:: Okuma Metni
SEÇKİNHABERTV- Cumhuriyet Halk Partisi Genel Başkanı Özgür Özel, İzmir Konak Belediyesi Ayla Ökmen Mutlu Çocuklar Oyun Evi’nin açılışına katıldı.

“İZMİR’DEKİ KOKUDAN KOKUŞMUŞ AK PARTİ ZİHNİYETİ MESULDÜR”

“KREŞLERİN KAPATILMASINA KARŞI TÜRKİYE AYAĞA DİKİLDİ”

“KENT LOKANTALARI YAYILIYOR, BİZ ERDOĞAN GİBİ HASETLİK YAPMIYORUZ”
::::
(Yapılacak Görevler):
1 – Metne göre aşağıdaki soruları yanıtlayın.
(a) Özgür Özel hangi tesisin açılışına katıldı?
(b) Kreşlerin kapatılmasına karşı kimin ayağa dikildiği belirtiliyor?
(c) Son başlığa göre ne yayılıyor?
2 – "hair" dizesini içeren satırların sayısını verin; büyük-küçük harf ayrımı dikkate alınır. Yalnızca sayıyı yazın.
Metin ile satırlar birbirinden bağımsız malzemelerdir.
:: Veri Satırları
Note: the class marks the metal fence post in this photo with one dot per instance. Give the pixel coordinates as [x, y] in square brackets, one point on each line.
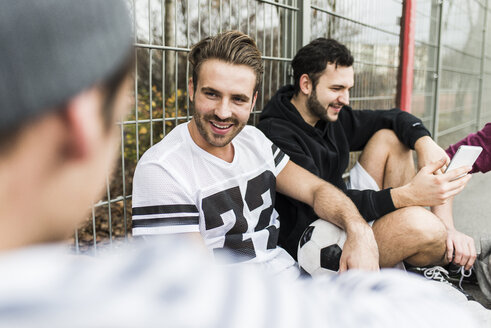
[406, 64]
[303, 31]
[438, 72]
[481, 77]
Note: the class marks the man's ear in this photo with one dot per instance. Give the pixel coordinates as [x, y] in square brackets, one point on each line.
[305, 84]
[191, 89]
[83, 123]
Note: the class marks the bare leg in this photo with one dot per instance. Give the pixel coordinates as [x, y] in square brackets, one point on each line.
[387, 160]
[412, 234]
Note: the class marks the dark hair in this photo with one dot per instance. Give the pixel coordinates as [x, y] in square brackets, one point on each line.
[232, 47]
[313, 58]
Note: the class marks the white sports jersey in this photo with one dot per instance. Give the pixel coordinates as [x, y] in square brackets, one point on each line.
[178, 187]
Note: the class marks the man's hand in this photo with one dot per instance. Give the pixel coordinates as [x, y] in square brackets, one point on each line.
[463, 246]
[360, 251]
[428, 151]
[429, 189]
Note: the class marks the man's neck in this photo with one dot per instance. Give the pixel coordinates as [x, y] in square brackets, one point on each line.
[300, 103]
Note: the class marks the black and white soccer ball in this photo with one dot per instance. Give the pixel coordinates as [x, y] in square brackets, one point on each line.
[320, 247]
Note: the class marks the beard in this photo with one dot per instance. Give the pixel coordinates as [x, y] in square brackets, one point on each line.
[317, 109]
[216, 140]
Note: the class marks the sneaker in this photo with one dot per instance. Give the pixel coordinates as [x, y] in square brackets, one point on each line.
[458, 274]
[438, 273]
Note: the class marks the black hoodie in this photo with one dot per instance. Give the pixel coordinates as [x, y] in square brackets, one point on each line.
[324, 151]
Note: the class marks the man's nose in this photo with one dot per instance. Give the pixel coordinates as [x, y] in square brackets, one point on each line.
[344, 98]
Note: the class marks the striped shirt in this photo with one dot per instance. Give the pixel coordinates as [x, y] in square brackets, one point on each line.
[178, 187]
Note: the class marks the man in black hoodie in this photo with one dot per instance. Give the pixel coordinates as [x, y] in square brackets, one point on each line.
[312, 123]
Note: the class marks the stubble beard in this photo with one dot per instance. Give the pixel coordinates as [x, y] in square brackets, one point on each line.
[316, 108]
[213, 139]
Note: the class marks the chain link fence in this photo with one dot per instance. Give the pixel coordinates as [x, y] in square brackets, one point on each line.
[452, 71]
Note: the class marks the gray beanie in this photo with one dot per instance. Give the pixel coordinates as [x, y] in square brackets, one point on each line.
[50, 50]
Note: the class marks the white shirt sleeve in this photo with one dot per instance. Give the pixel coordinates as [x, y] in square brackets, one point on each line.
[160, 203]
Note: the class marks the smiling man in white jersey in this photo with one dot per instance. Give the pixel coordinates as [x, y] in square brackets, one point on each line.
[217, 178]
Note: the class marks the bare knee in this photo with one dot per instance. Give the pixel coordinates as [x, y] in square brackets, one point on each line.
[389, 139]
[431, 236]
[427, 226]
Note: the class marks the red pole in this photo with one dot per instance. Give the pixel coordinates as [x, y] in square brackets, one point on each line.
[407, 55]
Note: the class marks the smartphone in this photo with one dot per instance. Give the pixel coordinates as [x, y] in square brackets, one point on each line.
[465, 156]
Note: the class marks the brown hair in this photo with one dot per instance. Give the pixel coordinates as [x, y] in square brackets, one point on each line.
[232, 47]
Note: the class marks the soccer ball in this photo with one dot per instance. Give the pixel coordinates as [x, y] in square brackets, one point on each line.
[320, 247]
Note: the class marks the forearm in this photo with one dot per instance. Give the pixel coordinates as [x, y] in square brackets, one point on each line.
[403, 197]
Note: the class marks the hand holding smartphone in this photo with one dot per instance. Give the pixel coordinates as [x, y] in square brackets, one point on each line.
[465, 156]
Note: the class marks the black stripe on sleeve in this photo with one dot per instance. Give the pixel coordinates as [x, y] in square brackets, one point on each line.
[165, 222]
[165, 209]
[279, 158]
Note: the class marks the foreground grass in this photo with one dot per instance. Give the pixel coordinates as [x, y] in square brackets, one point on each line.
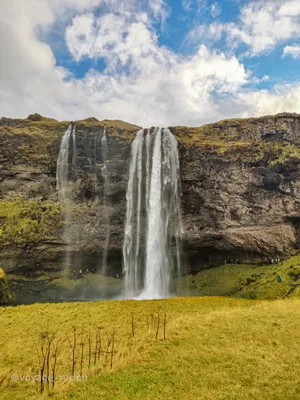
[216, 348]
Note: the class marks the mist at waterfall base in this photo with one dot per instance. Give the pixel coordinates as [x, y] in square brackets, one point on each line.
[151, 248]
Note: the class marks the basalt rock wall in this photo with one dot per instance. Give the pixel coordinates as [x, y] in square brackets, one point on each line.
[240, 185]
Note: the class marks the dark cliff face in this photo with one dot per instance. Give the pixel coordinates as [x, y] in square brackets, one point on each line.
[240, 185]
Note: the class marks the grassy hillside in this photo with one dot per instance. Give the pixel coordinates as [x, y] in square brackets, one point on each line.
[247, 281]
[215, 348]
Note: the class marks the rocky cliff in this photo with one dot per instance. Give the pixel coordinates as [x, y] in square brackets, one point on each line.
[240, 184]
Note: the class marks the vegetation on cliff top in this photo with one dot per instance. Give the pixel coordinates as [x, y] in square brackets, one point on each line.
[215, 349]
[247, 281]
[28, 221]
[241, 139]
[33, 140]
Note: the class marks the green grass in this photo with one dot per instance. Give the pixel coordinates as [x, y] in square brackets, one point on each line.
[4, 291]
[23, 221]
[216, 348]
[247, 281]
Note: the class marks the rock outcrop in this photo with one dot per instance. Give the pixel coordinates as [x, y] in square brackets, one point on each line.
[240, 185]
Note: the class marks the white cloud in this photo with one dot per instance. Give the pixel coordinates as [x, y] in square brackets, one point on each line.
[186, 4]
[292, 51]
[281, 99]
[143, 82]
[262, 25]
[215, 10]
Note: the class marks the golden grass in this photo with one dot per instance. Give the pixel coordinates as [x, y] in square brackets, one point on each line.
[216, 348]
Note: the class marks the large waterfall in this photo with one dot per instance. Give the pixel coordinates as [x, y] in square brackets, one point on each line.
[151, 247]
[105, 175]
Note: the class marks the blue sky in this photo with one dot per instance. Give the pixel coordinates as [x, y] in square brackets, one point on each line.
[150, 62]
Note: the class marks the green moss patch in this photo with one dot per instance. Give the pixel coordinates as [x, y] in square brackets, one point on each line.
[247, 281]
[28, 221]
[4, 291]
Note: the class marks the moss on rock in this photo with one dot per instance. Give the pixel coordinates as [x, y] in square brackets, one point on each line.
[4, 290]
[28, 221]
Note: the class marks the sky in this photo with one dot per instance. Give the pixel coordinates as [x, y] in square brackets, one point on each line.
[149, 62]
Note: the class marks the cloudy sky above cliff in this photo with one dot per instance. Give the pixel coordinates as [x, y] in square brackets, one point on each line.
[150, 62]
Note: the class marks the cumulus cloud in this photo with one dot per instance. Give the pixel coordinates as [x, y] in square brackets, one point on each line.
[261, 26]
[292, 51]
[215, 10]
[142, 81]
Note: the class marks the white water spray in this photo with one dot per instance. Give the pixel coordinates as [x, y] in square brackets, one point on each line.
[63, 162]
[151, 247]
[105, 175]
::::
(Görev Yanıtları):
1 –
(a) İzmir Konak Belediyesi Ayla Ökmen Mutlu Çocuklar Oyun Evi'nin açılışına.
(b) Türkiye'nin.
(c) Kent lokantaları.

2 – 2